EXERCISE OBJECTIVE: Report every line in the material below that contains the word "ceiling", treating uppercase and lowercase as different.

RECORD EXTRACTS:
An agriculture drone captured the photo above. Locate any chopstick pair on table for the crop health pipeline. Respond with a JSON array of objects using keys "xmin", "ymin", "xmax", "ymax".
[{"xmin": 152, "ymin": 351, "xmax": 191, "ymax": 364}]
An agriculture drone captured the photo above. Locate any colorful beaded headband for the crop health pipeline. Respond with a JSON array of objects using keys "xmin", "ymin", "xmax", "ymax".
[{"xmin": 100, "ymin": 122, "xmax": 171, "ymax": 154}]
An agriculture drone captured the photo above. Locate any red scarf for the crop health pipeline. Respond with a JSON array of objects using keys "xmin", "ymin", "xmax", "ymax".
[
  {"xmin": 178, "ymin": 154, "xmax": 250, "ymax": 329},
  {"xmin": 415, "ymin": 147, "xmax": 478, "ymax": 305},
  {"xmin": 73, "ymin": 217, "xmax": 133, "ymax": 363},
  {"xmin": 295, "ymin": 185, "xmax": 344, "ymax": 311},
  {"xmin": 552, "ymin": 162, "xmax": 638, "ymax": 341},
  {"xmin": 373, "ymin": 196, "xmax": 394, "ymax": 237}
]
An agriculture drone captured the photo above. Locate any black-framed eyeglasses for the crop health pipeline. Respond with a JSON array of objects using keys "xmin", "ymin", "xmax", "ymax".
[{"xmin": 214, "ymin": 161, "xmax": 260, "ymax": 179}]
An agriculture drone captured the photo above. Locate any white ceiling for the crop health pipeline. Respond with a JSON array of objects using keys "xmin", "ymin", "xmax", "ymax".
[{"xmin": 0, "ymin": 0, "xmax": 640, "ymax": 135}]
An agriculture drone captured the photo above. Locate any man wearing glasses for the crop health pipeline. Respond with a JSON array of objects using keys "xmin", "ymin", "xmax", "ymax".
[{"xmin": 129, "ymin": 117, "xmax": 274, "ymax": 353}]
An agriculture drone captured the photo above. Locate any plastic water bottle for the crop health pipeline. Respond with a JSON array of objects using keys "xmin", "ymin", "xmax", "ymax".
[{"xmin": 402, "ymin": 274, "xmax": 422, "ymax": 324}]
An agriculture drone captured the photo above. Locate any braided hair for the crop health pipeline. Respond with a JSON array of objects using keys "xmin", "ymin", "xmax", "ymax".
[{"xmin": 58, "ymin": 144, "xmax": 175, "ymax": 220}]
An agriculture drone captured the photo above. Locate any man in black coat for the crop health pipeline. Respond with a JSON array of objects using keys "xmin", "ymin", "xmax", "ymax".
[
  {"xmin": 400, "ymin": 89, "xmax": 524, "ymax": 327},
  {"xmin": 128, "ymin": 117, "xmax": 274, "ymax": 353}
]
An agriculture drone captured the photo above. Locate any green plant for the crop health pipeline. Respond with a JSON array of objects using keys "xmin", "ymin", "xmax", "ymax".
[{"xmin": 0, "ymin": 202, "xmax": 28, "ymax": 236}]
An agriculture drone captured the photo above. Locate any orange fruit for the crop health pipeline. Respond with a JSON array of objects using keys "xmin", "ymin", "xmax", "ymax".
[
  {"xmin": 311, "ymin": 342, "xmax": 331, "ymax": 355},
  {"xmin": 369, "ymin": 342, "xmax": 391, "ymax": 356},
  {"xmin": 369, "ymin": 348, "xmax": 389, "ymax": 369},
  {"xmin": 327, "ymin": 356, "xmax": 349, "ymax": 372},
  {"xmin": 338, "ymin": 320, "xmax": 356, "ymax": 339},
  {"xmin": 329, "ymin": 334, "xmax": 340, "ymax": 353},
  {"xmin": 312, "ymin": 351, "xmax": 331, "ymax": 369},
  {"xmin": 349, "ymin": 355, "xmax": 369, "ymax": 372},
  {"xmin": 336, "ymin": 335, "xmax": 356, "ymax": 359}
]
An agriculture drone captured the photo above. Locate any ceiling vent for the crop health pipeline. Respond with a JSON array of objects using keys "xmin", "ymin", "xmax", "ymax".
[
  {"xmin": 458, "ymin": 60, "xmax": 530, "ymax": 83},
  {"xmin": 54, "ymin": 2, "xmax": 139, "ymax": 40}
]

THE OUTPUT:
An agriculture drone captured the photo above. Locate any white ceiling for the crop health pipeline. Respond with a JSON array of objects using keys "xmin", "ymin", "xmax", "ymax".
An agriculture drone captured the photo above. Locate any ceiling vent for the crop health pipeline. Respond with a JSON array of objects using keys "xmin", "ymin", "xmax", "ymax".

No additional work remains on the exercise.